▶ SELECTED EXTRACT
[Start of Attachment]

I haven’t quite figured out how to have a performance review specifically about my asking-for-a-raise skills, but I do constantly wonder what was going through the head of the hiring manager, or whoever I was discussing the raise with. Recently on Reddit, I came across a thread about “negotiating a promotion or raise from the lens of a manager,” and there were some really interesting takeaways.

One of the first (and most blunt) points the post made was, “part of your manager’s job is to keep you employed at the minimum salary that it will take to keep you employed.”

And while my first reaction was that this seemed rough, the more I thought about it, the more it made sense in both of my negotiation circumstances. The question on their end that was really the root behind a lot of the other questions was, “What is the least we can give her that will still feel like enough of a raise to make sure she stays?”

The manager who wrote the Reddit post says that one way to combat this is to have another “offer in your back pocket,” which allows you to threaten to walk away if they don’t match the number another company gave you. I don’t have any experience with walking into an HR representative‘s office with another full-time job offer in my pocket, but I have negotiated per-article rates using similar logic. For example, I can give one company a price to match (because several other companies already offer me that rate), and it has prompted them to meet that rate on more than one occasion. I do not negotiate rates on every article, but for longer-term projects, I do think having a number that the rate needs to hit in order for me to stay interested has been very helpful.

I am almost three years out of college, and this year, I’ve noticed a phenomenon among some of my peers: this is the age where a lot of people have stuck out an entry-level job for a couple years (and maybe completed a year at a mid-level position), and they are really ready to start making more than the base-level income, but aren’t getting anywhere. I’ve had so many conversations with friends about the fact that when negotiating, they’ve ended up getting very minor raises that don’t convince them to stay. In this type of circumstance, the author of the Reddit post suggests that this is either because the company simply does not pay well, or because the employee is improving faster than the company can afford to promote him or her.

If the problem is the former, the manager’s advice is, “To those asking ‘I am underpaid, have been for a while; how do I get a raise?’ sadly, there is a very decent chance that your only way to get a raise is to leave. Organizations that underpay tend to do so knowingly. If you challenge that, you will most likely get a spiel about how lucky you should consider yourself to work here, or get a carrot dangled in your face.

[End of Attachment]

▶ INFORMATION PROVIDED

[Start of Attachment]

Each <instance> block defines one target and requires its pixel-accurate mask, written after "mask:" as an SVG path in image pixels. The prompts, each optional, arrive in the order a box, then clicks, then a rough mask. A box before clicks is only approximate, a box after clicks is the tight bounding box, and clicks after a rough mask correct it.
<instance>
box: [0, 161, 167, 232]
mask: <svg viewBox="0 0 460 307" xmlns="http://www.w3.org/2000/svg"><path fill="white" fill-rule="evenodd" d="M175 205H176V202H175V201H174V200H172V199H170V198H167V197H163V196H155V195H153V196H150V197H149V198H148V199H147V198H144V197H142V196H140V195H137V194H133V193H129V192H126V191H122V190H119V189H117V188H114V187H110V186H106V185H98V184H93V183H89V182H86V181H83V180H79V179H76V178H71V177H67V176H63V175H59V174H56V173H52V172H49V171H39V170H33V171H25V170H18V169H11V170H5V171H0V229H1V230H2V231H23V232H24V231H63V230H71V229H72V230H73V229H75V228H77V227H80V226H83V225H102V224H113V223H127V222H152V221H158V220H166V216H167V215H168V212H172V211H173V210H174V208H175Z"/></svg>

[End of Attachment]

▶ WHAT YOU HAVE TO DO
Can you transcribe the raise-negotiation passage word for word, from "If the problem" up to and including "in your face."? The data comes from a separate source, unrelated to the raise-negotiation passage.

▶ WRITTEN RESPONSE
If the problem is the former, the manager’s advice is, “To those asking ‘I am underpaid, have been for a while; how do I get a raise?’ sadly, there is a very decent chance that your only way to get a raise is to leave. Organizations that underpay tend to do so knowingly. If you challenge that, you will most likely get a spiel about how lucky you should consider yourself to work here, or get a carrot dangled in your face.